- _THE RECORDS_
(begin)

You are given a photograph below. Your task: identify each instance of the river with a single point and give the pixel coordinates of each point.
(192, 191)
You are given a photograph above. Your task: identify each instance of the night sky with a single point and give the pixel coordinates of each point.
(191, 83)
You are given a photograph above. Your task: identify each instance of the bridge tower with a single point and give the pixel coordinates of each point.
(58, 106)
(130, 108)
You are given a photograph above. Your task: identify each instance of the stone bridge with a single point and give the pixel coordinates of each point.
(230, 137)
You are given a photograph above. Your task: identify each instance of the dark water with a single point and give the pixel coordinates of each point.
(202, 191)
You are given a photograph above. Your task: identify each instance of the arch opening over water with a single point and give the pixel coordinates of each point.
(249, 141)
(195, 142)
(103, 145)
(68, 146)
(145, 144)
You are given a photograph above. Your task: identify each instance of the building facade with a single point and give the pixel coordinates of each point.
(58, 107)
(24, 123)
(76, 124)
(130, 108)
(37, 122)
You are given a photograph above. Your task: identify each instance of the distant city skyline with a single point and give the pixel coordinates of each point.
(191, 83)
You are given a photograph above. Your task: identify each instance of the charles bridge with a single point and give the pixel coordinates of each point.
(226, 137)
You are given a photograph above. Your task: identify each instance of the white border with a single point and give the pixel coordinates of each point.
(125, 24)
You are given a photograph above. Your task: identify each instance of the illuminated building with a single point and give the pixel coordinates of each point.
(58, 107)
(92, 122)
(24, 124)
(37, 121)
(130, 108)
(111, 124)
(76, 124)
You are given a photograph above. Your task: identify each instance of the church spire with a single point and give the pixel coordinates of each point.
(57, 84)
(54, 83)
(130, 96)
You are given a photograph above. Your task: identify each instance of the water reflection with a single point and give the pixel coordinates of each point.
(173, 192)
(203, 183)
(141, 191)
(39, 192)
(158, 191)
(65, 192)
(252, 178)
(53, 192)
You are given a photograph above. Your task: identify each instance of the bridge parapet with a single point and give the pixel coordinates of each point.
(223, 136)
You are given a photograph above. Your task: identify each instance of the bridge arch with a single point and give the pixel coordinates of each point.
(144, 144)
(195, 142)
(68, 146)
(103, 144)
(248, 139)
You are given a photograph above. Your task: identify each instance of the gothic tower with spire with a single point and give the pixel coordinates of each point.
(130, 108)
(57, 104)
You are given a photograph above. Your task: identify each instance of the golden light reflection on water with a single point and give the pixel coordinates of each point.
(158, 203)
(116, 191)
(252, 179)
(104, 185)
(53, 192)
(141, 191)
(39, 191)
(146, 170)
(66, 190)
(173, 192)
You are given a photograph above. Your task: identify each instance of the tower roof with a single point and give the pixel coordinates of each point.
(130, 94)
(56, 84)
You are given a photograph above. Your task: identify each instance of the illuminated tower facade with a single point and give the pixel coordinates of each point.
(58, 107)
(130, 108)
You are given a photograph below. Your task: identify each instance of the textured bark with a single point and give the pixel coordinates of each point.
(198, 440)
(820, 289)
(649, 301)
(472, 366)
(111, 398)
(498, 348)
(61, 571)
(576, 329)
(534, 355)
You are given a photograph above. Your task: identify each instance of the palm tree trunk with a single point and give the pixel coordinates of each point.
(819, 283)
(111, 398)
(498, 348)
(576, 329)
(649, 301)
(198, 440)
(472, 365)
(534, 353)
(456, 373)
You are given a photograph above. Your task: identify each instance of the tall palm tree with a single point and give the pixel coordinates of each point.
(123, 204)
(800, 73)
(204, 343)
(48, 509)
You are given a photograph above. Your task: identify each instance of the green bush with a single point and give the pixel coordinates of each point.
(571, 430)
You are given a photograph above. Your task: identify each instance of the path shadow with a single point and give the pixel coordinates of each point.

(end)

Reproduce all of the material above word for word, omitting nothing.

- _SOLUTION TO THIS PROBLEM_
You are given a photograph below. Your task: identify each instance of the river with a single point and give the pixel coordinates of each point.
(192, 191)
You are given a photograph above. Your task: identify each instance of the night sky with a single point and give the pixel coordinates of each point.
(191, 83)
You are given a photograph above. Your task: identify each instance of the bridge tower with a single point and give the pixel coordinates of each point.
(58, 106)
(130, 108)
You are given a photograph above. Your task: identify each instance of the stone bridge with a single point and give the pixel coordinates of each point.
(230, 137)
You are given a photograph above. Your task: identify each instance of the dark water with a single point and give the pixel coordinates of each point.
(202, 191)
You are given a photograph above. Your task: identify each instance of the arch opening over water with a single point and give the pixel coordinates of each point.
(249, 141)
(195, 142)
(103, 145)
(68, 146)
(145, 144)
You are given a photograph above. Your task: identify each instance of the building facade with a single point and give the pixel coordinates of each point.
(58, 107)
(24, 123)
(76, 124)
(130, 108)
(37, 122)
You are given a photograph above. Your task: identify each instance of the distant city skyline with a single point and give the pixel coordinates of each point.
(191, 83)
You are given a photograph above. Your task: identify each instance of the charles bridge with a single point and give the pixel coordinates of each point.
(226, 137)
You are given a photograph above. Your task: identify each instance of the white border with a single point and give the pixel coordinates of each point.
(125, 24)
You are given a photograph above. Your task: identify each instance of the illuminated building with a single point and give the pixel coordinates of each point.
(58, 107)
(92, 122)
(24, 124)
(37, 121)
(130, 108)
(111, 124)
(76, 124)
You are given a photograph above. Your task: identify each instance of the church spire with a single point and give the pixel coordinates of each point.
(57, 84)
(54, 83)
(130, 96)
You are given a photograph above. Your task: identify each instance of the water reflection with a single point and give the pixel coordinates of each point.
(173, 192)
(203, 183)
(141, 191)
(39, 192)
(158, 191)
(65, 192)
(252, 178)
(53, 192)
You are given a photograph above. Your task: identify each instance of the bridge parapet with a single point and give the pixel coordinates of each point.
(223, 136)
You are given a photograph above. Your task: identify each instance of the bridge arch with a single point and give the pixel coordinates of each point.
(144, 144)
(195, 142)
(68, 146)
(103, 144)
(248, 139)
You are given a photograph above. Your task: identify each instance of the gothic tower with spire with a single point and give the pixel coordinates of each point.
(130, 108)
(57, 104)
You are given a photograph above. Your task: identify each instance of the golden light reflection on water with a single point and give the pixel coordinates of each point.
(158, 203)
(116, 191)
(252, 179)
(104, 185)
(53, 192)
(141, 191)
(39, 191)
(146, 170)
(66, 190)
(173, 192)
You are given a photograph above. Your task: identify each instance of the tower roof with a single point and give the pixel coordinates of each point.
(130, 94)
(56, 84)
You are given a photograph above. Your task: identify each instance of the illuminated tower facade with a single point and give the pixel coordinates of each point.
(58, 107)
(130, 108)
You are given a photograph below. Your task: identify each instance of the textured bark with a single point and give the pixel coordinates of each point.
(198, 440)
(820, 289)
(649, 301)
(472, 366)
(111, 398)
(498, 348)
(61, 571)
(576, 329)
(534, 355)
You are given a photograph above. Your task: identify each instance of the palm tree trunk with a single point and give the pixel coordinates of each point.
(819, 283)
(111, 398)
(498, 348)
(576, 329)
(649, 301)
(198, 440)
(472, 365)
(534, 353)
(456, 373)
You are given a photograph above. Your task: identify each instance of the tall palm tree with a single point and give the pixel coordinates of each point.
(123, 204)
(800, 73)
(204, 343)
(48, 509)
You are given a photograph above. Your task: identify each instance of the green bush with a single point and give the pixel coordinates of each point.
(571, 430)
You are given a photograph above. Your task: identify each instance of the path shadow with a single point and give the pixel coordinates of each point.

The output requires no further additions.